**SET TASK**
Exactly the lines from the one containing "of the bathroom" through the final line of the listing are to be retyped, and nothing more.
%%
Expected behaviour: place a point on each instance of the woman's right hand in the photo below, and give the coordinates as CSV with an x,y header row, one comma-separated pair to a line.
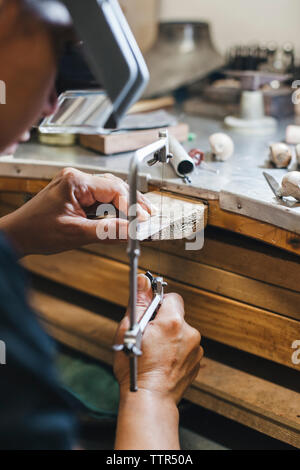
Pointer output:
x,y
171,348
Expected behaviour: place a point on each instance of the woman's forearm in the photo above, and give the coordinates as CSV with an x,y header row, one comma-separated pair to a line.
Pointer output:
x,y
147,421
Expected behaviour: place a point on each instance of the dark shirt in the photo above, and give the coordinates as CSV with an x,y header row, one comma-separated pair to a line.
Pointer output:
x,y
34,414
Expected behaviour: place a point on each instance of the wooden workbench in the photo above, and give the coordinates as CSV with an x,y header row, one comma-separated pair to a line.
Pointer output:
x,y
241,290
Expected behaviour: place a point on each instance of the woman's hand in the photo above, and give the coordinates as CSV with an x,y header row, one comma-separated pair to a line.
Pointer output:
x,y
55,219
148,419
171,348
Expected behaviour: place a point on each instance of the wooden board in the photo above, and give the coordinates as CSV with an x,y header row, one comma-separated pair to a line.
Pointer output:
x,y
176,219
262,405
129,141
252,228
242,326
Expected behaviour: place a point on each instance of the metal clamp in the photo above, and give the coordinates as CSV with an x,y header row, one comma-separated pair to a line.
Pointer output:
x,y
133,337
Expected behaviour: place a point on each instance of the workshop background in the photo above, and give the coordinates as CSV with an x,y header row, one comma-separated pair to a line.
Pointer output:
x,y
241,290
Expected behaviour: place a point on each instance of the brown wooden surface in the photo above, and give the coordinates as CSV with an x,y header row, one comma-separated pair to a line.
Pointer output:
x,y
253,228
254,402
128,141
230,322
217,217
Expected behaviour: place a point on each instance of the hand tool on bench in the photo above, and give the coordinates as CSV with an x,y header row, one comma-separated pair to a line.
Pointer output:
x,y
133,338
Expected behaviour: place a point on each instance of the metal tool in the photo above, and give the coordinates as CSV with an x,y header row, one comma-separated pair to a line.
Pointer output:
x,y
133,338
159,151
182,163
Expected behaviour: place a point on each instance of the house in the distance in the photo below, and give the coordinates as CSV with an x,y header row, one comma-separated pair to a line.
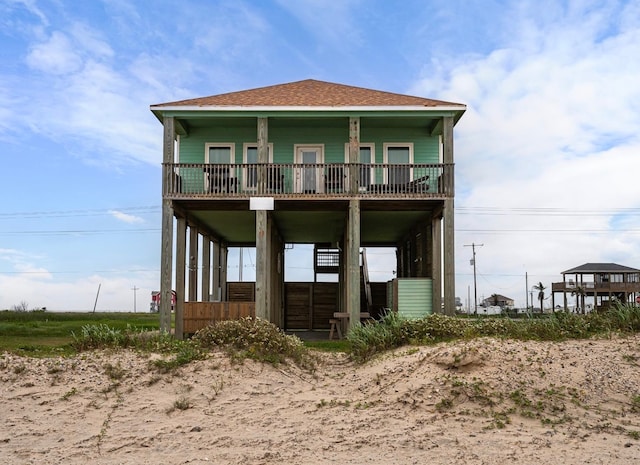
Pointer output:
x,y
597,284
497,300
309,162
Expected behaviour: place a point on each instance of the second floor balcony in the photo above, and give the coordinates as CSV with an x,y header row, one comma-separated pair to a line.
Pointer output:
x,y
294,180
589,288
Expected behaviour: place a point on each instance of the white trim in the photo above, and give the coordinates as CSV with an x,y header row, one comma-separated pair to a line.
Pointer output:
x,y
385,157
372,174
420,108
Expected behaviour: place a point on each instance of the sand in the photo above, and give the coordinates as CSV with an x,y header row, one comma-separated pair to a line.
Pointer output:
x,y
475,402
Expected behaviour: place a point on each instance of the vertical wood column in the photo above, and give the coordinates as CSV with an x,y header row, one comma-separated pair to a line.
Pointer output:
x,y
216,272
264,243
206,268
224,256
436,271
354,154
353,263
193,264
166,252
449,242
263,154
262,255
181,262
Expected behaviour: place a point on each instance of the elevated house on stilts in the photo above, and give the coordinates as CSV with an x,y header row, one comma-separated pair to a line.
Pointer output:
x,y
343,168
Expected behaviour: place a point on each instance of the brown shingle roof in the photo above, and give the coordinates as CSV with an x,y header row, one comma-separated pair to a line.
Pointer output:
x,y
601,268
311,93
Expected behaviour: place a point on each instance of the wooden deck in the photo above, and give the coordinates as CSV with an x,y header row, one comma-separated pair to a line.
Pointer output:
x,y
322,180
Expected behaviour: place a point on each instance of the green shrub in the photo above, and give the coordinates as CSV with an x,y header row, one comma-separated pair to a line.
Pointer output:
x,y
256,339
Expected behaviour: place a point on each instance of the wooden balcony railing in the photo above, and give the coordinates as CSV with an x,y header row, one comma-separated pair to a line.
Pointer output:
x,y
199,180
591,287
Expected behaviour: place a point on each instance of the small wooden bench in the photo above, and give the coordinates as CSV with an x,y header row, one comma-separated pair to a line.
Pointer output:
x,y
339,322
335,326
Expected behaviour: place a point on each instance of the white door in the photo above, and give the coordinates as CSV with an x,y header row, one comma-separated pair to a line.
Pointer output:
x,y
308,177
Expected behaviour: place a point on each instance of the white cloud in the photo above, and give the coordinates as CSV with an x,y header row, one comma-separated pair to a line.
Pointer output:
x,y
125,217
551,122
55,56
116,292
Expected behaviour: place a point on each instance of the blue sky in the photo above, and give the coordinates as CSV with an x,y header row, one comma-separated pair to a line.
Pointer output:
x,y
547,154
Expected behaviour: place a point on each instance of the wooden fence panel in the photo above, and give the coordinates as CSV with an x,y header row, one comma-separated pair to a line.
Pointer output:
x,y
197,315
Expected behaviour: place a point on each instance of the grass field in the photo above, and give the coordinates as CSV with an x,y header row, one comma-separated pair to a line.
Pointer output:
x,y
46,333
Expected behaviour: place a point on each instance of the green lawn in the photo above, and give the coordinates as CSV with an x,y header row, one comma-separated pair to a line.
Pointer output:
x,y
48,333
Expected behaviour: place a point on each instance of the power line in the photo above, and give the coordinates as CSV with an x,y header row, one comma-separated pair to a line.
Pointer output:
x,y
87,212
475,287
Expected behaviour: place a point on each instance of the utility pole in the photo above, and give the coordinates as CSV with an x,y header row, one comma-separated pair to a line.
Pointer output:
x,y
526,289
134,289
473,246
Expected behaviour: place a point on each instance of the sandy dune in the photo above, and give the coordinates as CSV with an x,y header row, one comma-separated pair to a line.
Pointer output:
x,y
477,402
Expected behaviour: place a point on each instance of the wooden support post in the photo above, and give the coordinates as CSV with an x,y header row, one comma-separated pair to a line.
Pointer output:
x,y
354,154
206,268
181,252
353,263
263,154
166,253
193,264
262,274
224,255
436,270
448,233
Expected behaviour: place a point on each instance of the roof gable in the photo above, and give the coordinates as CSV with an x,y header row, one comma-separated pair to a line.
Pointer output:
x,y
311,93
601,268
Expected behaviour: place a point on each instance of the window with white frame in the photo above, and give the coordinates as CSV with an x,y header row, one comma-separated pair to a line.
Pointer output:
x,y
219,153
400,154
366,156
250,157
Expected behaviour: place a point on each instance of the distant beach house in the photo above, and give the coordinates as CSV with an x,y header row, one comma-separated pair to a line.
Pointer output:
x,y
497,300
597,285
310,162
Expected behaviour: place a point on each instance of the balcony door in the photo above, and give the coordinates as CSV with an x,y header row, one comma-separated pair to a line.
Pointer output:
x,y
219,177
308,176
398,157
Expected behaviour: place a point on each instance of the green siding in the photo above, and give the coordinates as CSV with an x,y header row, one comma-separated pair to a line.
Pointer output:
x,y
284,138
414,297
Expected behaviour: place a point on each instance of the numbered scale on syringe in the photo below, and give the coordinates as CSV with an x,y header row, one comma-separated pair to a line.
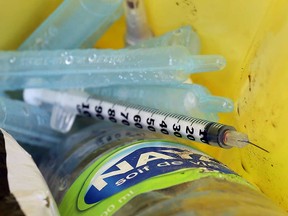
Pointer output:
x,y
154,120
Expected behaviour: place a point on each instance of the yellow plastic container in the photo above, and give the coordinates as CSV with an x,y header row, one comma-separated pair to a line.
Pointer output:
x,y
251,34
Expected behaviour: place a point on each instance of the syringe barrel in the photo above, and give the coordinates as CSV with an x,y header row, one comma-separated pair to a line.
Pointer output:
x,y
214,133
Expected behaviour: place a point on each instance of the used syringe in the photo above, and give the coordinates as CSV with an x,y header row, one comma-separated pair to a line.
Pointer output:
x,y
183,36
136,21
28,124
154,120
92,68
91,17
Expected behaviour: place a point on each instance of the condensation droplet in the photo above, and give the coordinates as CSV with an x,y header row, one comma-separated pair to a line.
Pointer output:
x,y
12,60
62,184
69,60
92,58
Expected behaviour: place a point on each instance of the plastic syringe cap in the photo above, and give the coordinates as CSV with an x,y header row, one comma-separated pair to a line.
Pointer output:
x,y
235,139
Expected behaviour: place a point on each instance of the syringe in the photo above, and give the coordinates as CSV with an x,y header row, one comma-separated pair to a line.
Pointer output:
x,y
154,120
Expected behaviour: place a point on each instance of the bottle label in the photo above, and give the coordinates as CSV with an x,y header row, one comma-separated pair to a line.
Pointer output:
x,y
117,177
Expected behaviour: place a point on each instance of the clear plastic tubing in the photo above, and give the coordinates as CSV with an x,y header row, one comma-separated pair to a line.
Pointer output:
x,y
75,23
27,123
196,100
77,68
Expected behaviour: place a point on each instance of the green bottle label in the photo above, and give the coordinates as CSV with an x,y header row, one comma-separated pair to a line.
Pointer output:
x,y
122,174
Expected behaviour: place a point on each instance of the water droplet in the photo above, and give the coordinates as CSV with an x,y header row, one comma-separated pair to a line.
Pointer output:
x,y
25,111
69,60
92,58
12,60
52,31
64,54
62,184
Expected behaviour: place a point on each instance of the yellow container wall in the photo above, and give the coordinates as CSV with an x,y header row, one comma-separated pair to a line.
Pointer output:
x,y
251,34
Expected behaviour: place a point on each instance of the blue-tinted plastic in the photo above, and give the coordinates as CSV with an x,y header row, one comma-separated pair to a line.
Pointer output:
x,y
77,68
184,36
27,124
186,99
74,24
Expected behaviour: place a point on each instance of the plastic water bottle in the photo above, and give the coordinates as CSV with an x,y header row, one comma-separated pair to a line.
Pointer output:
x,y
111,170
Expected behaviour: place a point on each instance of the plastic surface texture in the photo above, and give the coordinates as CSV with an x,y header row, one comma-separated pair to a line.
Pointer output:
x,y
34,68
92,18
250,34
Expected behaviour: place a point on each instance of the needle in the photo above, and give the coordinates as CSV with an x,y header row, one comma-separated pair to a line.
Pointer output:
x,y
246,141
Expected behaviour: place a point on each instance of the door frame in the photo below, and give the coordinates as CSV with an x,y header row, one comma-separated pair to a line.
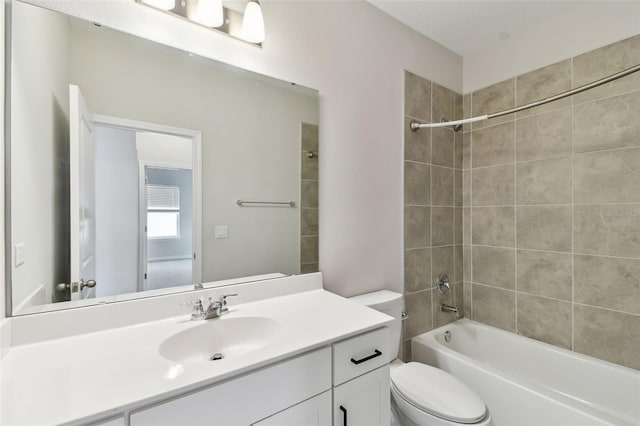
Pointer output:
x,y
196,176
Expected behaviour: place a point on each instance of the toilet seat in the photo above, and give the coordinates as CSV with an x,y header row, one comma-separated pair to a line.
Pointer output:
x,y
438,393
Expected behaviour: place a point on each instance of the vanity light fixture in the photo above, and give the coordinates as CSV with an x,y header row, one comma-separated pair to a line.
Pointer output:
x,y
209,13
161,4
226,18
253,23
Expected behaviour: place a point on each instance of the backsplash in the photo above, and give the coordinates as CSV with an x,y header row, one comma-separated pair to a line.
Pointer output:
x,y
432,207
552,208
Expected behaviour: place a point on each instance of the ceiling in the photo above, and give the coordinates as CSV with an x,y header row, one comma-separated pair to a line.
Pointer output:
x,y
468,26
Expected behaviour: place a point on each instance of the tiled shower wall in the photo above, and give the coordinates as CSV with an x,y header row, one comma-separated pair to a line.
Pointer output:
x,y
552,208
309,199
432,206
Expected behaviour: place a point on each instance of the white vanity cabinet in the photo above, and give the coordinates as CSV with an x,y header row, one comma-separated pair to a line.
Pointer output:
x,y
361,394
247,399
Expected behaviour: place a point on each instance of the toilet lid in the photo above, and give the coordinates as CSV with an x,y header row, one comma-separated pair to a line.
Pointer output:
x,y
437,392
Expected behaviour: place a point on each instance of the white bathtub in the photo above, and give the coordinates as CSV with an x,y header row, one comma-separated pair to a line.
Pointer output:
x,y
526,382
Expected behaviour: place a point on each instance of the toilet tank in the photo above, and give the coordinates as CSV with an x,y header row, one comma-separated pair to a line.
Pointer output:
x,y
390,303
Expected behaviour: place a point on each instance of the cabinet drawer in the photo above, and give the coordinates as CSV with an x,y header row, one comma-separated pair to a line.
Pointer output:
x,y
360,354
246,399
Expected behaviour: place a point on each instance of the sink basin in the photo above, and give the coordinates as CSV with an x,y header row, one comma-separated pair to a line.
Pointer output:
x,y
227,336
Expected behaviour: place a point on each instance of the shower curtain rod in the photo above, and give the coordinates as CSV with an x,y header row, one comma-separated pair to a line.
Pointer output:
x,y
415,126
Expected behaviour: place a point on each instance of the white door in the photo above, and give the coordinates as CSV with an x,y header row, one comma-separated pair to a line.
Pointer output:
x,y
363,401
81,197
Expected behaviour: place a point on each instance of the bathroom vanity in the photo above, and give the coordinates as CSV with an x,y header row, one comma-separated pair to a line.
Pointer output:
x,y
306,356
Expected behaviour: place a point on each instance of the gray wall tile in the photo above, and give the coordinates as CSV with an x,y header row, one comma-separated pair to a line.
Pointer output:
x,y
544,273
442,318
418,307
417,270
544,136
442,262
466,150
458,263
607,123
494,306
417,227
493,186
543,319
492,99
494,266
612,229
544,227
417,145
309,166
607,177
544,181
309,193
493,145
309,137
542,83
458,225
309,221
608,282
308,249
417,183
608,335
457,188
417,96
466,305
605,61
444,103
442,146
441,186
459,150
442,226
309,268
493,226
%%
**RESPONSE FOR THIS EXERCISE**
Expected behaviour: place a point on each instance of the bathroom vanity in the photo above, and give the coordinates as CSV with an x,y header row, one comma-separated pair to a line.
Pointer output:
x,y
306,356
Expected behaviour: place a point on each instance of the gray wall tile in the photo above, and give the coordinates as CSV with an x,y header row, one comma-separated pair to a line.
Pointer output:
x,y
544,273
442,318
418,307
417,270
544,136
442,262
466,150
458,263
607,123
494,306
417,227
493,186
543,319
492,99
494,266
612,229
544,227
417,145
309,166
607,177
544,181
309,193
493,145
309,137
542,83
458,225
309,221
608,282
308,249
417,183
608,335
457,188
417,96
466,305
605,61
444,103
442,146
441,186
459,150
442,226
309,268
493,226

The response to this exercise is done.